* **Testo fornito**
╭──

Di Dylan e Cohen sappiamo, ma da questo voluminoso libro escono altre influenze meno note nella produzione di De Gregori?

«Beh, certamente ce ne sono altre, anche se meno evidenti. I Beatles ma anche Simon & Garfunkel o James Taylor. Anche Elton John in alcuni pezzi o anche vari cantautori americani meno noti come John Prine. E poi gli italiani. De Gregori ha iniziato a scrivere canzoni sull’esempio di Fabrizio De André ma le sue influenze sono anche altre. Con Lucio Dalla c’è stato sicuramente uno scambio di stimoli e suggestioni, tant’è che i dischi della fine degli anni Settanta di entrambi hanno molte assonanze, hanno qualcosa del collega o nel testo nelle musiche. Ma anche Lucio Battisti qua e là fa capolino nei pezzi di De Gregori. Lui poi a sua volta ha influenzato molto tanti altri, a partire dalla stesso De André, ma anche Fossati o molti delle ultime generazioni, da Vasco Brondi a Fulminacci».

Come ben fa notare nell’introduzione, in un libro del genere, dove vengono riportate i testi delle canzoni, manca la componente musicale, su cui lei si sofferma molto nelle schede. Quanto è stata importante nella sua carriera? E come si è evoluta?

╰──

* **Contenuto dei dati**
╭──

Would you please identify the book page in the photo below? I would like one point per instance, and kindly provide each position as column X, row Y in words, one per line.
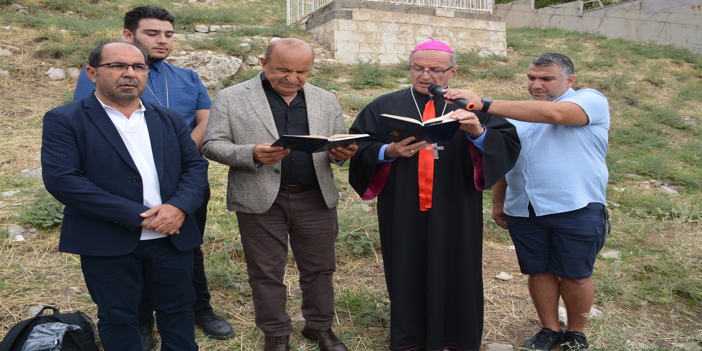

╰──

* **Consegna**
Prosegui l'intervista sulle canzoni di De Gregori, ripartendo subito dopo l'ultima domanda dell'intervistatore.

* **Risposta**
«Quando si parla di De Gregori spesso si parla delle parole delle sue canzoni, meno spesso si parla delle musiche. Secondo me è un grande errore, un po’ perché in De Gregori testo e musica sono molto compenetrati e un po’ perché lui è anche un ottimo compositore e lo testimoniano molte sue canzoni. Sicuramente la musica è stata importante per la sua carriera quanto i testi altrimenti non sarebbe diventato quello che è. C’è stata indubbiamente un’evoluzione, un allargamento in due direzioni opposte dalla fine degli anni ‘70. Da una parte alla melodia italiana più classica, in cui però non cade mai dentro completamente. Dall’altra ha ampliato la sua tavolozza musicale anche in senso opposto, verso il rock, dalla fine degli anni ‘80. Ed il rock ha preso sempre più spazio nella sua musica fino ad arrivare un disco come “Pezzi” del 2005 che secondo me è anche uno dei suoi più bei dischi in assoluto. Nelle schede sulle canzoni ho voluto dare molto spazio alla musica».

Dopo tutte queste analisi sulla produzione di De Gregori, quanto di biografico c’è nelle sue canzoni?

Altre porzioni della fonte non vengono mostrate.